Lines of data
━━━━━━

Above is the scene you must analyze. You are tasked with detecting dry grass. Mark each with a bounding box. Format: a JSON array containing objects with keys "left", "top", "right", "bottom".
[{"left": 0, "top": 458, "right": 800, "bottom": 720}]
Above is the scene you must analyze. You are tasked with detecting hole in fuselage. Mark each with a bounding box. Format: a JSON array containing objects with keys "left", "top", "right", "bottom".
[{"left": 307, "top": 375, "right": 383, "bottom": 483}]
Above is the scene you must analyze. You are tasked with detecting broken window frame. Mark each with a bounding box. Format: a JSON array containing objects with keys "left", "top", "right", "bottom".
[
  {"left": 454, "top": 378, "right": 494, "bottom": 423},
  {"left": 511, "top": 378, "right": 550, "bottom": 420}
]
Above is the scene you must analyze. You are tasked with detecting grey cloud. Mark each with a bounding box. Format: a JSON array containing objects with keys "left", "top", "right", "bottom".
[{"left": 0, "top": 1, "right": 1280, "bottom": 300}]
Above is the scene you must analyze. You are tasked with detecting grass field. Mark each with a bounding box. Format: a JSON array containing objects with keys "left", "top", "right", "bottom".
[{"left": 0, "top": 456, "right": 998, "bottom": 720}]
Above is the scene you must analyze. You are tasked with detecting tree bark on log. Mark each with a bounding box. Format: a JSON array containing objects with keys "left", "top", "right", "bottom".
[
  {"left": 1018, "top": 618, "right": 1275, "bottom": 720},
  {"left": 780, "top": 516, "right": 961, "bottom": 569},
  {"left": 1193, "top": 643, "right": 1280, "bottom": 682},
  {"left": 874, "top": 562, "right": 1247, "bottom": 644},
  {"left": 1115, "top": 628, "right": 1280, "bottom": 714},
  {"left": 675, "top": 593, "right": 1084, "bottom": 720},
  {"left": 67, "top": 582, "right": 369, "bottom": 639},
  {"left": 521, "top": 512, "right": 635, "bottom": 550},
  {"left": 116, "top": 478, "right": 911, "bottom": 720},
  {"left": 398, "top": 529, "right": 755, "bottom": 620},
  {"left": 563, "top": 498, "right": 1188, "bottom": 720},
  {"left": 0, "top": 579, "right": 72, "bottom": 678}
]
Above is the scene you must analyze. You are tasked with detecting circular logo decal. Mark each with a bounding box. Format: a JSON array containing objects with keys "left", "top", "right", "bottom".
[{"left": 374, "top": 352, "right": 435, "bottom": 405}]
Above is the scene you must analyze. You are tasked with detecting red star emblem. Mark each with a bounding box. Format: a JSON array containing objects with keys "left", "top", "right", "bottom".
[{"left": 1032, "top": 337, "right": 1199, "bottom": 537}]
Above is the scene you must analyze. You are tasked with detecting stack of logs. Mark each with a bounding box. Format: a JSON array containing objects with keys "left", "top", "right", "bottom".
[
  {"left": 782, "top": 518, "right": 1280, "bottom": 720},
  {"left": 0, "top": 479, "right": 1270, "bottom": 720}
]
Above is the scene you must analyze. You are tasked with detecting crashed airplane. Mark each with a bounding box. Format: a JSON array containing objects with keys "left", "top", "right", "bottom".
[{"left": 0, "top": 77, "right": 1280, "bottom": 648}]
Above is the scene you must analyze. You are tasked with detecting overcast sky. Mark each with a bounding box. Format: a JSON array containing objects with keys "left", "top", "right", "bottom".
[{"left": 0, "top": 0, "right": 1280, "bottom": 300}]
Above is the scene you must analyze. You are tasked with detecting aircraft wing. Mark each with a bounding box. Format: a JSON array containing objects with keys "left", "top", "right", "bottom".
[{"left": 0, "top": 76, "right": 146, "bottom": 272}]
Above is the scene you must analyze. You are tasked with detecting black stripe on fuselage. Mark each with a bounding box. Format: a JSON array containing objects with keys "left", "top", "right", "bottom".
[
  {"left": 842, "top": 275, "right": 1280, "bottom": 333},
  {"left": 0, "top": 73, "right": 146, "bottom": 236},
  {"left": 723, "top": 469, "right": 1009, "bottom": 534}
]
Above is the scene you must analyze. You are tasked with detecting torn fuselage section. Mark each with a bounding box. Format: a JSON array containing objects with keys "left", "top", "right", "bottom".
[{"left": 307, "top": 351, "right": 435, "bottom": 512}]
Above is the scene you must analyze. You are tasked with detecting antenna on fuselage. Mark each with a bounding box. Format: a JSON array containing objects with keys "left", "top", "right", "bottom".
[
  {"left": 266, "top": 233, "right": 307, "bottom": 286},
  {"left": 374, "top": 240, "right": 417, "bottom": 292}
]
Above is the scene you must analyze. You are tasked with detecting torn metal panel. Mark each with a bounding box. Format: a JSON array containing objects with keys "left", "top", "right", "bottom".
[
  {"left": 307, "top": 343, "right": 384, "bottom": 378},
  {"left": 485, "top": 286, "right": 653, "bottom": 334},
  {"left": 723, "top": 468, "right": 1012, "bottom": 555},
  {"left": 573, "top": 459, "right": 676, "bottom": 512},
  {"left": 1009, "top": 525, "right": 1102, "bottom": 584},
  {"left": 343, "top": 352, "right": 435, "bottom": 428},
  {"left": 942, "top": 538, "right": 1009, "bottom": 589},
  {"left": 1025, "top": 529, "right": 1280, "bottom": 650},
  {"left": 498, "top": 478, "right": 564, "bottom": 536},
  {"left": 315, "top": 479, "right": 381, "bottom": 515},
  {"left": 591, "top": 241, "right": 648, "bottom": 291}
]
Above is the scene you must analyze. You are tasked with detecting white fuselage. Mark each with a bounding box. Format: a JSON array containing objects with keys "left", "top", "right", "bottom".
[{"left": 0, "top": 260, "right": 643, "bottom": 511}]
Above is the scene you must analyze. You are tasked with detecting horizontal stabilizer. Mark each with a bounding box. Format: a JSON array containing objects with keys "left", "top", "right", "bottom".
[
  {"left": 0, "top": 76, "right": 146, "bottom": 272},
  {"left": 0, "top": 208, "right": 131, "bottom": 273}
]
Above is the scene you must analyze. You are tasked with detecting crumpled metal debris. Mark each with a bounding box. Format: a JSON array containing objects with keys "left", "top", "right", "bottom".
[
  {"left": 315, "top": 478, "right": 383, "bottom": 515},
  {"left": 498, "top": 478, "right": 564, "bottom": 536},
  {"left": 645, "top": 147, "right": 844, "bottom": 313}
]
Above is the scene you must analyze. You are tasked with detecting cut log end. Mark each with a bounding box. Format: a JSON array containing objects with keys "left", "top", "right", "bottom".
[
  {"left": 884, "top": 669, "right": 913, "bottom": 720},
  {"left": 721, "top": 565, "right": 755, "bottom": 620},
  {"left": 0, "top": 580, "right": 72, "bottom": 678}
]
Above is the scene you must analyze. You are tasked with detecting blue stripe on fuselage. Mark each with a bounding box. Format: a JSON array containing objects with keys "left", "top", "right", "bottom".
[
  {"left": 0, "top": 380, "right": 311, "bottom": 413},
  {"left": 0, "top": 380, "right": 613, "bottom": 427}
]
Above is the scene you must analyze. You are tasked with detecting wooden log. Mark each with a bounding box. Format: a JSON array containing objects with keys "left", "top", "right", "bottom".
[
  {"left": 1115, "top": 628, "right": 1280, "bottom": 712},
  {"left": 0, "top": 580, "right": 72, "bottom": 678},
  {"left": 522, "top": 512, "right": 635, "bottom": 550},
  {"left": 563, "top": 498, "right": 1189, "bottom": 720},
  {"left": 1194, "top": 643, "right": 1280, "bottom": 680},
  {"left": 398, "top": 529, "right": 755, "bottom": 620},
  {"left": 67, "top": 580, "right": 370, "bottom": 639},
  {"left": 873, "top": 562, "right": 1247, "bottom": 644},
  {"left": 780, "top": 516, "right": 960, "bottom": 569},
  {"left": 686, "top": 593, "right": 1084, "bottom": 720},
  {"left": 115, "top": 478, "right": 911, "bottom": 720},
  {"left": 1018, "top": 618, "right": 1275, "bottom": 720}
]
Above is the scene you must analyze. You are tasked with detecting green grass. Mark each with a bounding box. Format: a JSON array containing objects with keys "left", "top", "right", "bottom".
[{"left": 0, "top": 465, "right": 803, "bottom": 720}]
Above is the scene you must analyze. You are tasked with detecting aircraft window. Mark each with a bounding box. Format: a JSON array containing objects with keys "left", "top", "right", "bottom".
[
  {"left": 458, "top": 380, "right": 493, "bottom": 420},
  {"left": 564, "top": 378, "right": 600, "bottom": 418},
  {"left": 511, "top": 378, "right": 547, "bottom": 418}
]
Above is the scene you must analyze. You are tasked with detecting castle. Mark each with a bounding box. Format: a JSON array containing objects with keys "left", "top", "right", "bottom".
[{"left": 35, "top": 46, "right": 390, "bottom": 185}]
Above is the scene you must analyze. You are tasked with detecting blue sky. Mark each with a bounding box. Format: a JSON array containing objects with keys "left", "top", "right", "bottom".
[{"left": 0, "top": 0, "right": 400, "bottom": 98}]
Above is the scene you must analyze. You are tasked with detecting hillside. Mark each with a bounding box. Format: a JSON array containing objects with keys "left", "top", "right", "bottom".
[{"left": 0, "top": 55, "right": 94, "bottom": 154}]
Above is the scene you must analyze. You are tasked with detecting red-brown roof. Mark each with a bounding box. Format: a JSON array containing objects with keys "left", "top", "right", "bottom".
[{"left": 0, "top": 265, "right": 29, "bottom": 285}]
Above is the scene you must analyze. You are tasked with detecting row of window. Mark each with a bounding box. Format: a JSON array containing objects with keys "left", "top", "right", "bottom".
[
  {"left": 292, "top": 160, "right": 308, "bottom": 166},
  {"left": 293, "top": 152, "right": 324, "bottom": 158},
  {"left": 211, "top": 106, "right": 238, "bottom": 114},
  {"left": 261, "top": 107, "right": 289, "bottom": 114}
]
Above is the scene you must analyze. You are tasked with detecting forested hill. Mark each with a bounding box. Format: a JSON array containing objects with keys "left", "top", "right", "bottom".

━━━━━━

State how many lines in the material above contain the word "metal", and give only that number.

2